COMPLETE THE FOLLOWING >>
1 – Reproduce the passage of the January 22 history text below that opens with the words containing "Information retrieved from" and closes with "filibuster.".
2 – According to the January 22 history text below, in which Grammy category did William Caesar Warfield win in 1984?

TEXT EXCERPT >>
☆ ☆ ☆

Information retrieved from the Munirah Chronicle archives and is edited by Rene’ A. Perry.

January 22 African American Historical Events

Today in Black History – January 22 *

1801 – Haitian liberator, Toussaint L’Ouverture, enters Santiago to
battle the French Armed Forces.

1891 – The “Lodge Bill,” which called for federal supervision of U.S.
elections, is abandoned in the Senate after a Southern
filibuster.

1906 – Twenty-eight-year-old Meta Vaux Warrick’s sculpture “Portraits
from Mirrors” is exhibited at the 101st Annual Exhibition of
the Pennsylvania Academy of the Fine Arts in Philadelphia,
Pennsylvania. Although it is one of the first major showings
of her work, the young Warrick (later Fuller) has already
studied sculpture with the legendary Auguste Rodin and had
her work exhibited in Paris at S. Bing’s Gallery Nouveau.

1920 – William Caesar Warfield is born in West Helena, Arkansas, the
eldest of five sons. He will become a singer and have his
recital debut in New York’s famous Town Hall on March 19,
1950, putting him into the front ranks of concert artists
overnight. His career will span almost fifty years and among
his frequent appearances in foreign countries, this artist
has made six separate tours for the U.S. Department of State,
more than any other American solo artist. He will receive
a Grammy in the “Spoken Word” category (1984) for his
outstanding narration of Aaron Copeland’s “A Lincoln Portrait”
accompanied by the Eastman Philharmonic Orchestra. He is
best known for his role in “Showboat.” He will join the
ancestors on August 26, 2002.

1924 – James Louis (J.J.) Johnson is born in Indianapolis, Indiana.
He will become one of the greatest trombonists and composers
in jazz. He will be originally influenced by Fred Beckett of
Harlan Leonard’s band. Soon thereafter, he will join Benny
Carter. He will play with Count Basie (1945-1946) and record
his first solo improvisation. During the 1954-1956 period,
J.J. Johnson will take a brief break from bands and team up
with Kai Winding for a commercially successful trombone duo.

☆ ☆ ☆

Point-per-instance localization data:
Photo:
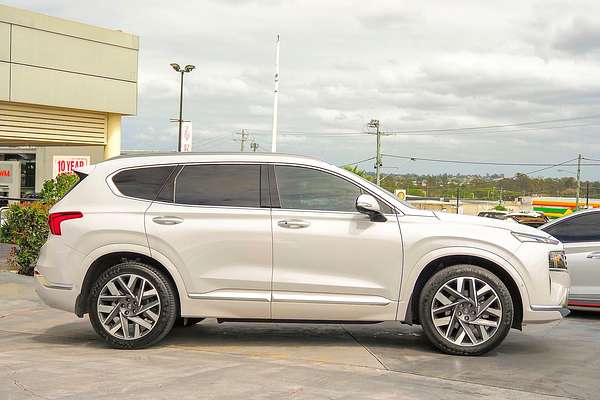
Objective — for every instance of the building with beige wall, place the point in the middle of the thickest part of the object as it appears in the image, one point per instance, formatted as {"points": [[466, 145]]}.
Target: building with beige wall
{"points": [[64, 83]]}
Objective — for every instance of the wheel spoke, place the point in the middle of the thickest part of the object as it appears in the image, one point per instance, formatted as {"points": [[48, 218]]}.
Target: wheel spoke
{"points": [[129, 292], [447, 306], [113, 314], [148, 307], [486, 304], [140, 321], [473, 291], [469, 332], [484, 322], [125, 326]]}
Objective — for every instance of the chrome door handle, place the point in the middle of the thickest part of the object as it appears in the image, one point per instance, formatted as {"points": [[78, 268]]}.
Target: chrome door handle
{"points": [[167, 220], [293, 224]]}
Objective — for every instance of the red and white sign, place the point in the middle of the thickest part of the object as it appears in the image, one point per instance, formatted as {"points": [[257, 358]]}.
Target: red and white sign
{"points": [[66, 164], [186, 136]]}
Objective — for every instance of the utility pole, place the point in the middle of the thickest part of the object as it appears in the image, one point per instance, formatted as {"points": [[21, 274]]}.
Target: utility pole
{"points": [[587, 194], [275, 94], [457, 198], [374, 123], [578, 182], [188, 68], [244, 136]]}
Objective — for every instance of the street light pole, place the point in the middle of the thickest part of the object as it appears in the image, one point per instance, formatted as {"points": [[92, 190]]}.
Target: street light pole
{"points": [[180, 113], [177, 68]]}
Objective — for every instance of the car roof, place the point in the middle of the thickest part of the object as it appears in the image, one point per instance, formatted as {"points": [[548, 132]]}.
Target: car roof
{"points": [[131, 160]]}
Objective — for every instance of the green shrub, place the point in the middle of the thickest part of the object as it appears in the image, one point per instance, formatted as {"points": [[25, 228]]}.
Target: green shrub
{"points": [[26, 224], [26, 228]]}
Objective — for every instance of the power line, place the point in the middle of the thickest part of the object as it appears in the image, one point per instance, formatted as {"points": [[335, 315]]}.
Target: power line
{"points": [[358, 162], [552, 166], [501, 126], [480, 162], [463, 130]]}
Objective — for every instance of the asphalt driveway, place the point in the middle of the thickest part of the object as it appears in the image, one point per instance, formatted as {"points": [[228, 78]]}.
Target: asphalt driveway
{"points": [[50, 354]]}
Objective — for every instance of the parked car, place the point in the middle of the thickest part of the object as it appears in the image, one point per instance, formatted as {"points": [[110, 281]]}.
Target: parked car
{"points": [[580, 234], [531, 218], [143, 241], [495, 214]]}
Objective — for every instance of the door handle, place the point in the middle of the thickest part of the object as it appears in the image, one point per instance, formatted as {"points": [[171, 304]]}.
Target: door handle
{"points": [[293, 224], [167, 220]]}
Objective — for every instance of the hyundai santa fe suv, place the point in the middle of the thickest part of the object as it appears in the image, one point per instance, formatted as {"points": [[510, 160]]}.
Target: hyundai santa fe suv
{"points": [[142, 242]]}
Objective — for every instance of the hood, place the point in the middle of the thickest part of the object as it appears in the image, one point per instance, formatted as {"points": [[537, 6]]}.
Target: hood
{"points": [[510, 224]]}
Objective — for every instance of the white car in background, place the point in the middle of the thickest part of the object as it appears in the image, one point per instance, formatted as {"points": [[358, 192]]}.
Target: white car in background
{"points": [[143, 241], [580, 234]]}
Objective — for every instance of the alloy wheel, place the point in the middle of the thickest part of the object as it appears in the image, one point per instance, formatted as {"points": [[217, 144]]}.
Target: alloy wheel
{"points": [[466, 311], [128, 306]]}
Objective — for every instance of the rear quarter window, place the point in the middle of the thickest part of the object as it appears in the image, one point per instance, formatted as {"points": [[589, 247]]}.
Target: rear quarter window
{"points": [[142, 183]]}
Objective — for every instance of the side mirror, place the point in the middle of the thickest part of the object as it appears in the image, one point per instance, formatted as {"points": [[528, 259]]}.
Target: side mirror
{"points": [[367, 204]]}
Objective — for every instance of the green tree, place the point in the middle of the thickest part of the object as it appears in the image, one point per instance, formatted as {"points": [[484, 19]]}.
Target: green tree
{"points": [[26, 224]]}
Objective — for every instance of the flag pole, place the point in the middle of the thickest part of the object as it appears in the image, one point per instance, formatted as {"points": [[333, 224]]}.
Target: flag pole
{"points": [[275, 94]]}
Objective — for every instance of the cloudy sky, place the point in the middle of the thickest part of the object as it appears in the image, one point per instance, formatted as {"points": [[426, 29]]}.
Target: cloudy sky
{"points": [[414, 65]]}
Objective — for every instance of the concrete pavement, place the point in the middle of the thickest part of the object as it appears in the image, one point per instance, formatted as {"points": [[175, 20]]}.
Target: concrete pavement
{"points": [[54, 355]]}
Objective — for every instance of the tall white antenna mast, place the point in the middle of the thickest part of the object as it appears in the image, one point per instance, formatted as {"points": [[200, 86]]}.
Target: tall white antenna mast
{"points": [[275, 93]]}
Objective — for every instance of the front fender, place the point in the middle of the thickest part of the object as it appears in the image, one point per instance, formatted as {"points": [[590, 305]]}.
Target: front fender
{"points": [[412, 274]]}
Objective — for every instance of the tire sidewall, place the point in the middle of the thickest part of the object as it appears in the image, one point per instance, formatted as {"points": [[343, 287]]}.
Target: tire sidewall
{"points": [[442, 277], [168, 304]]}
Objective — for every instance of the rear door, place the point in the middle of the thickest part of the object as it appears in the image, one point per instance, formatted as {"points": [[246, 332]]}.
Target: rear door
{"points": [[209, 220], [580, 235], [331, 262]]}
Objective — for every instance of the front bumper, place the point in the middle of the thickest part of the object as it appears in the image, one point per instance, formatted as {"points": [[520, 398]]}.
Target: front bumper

☆ ☆ ☆

ANSWERS TO THE EXERCISES >>
1 –
Information retrieved from the Munirah Chronicle archives and is edited by Rene’ A. Perry.

January 22 African American Historical Events

Today in Black History – January 22 *

1801 – Haitian liberator, Toussaint L’Ouverture, enters Santiago to
battle the French Armed Forces.

1891 – The “Lodge Bill,” which called for federal supervision of U.S.
elections, is abandoned in the Senate after a Southern
filibuster.

2 – The "Spoken Word" category.